::: SUPPLIED DATA :::

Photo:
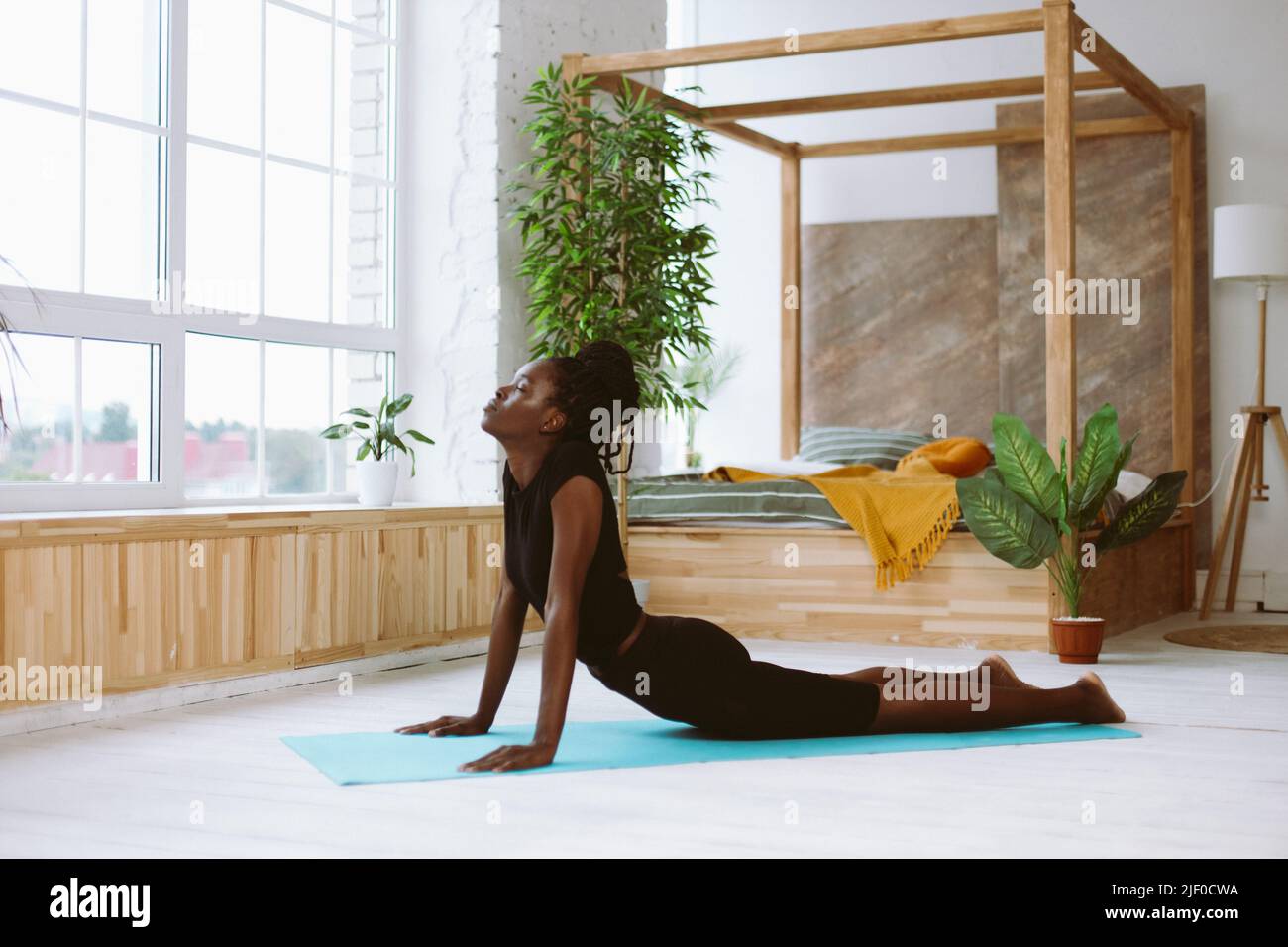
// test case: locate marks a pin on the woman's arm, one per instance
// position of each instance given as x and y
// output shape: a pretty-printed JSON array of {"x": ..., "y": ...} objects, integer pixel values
[
  {"x": 576, "y": 509},
  {"x": 502, "y": 647}
]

:::

### [WHAT THE TASK ASKS]
Reproduce the listing above line for line, leaving out the pictures.

### [OUTPUT OF THE EXERCISE]
Photo:
// test case: locate marks a pin on the woman's arm, one per instance
// position of each instance given as x and y
// output shape: a pretty-printed JSON array of {"x": ..., "y": ...} objects, integer pixel values
[
  {"x": 576, "y": 509},
  {"x": 502, "y": 647}
]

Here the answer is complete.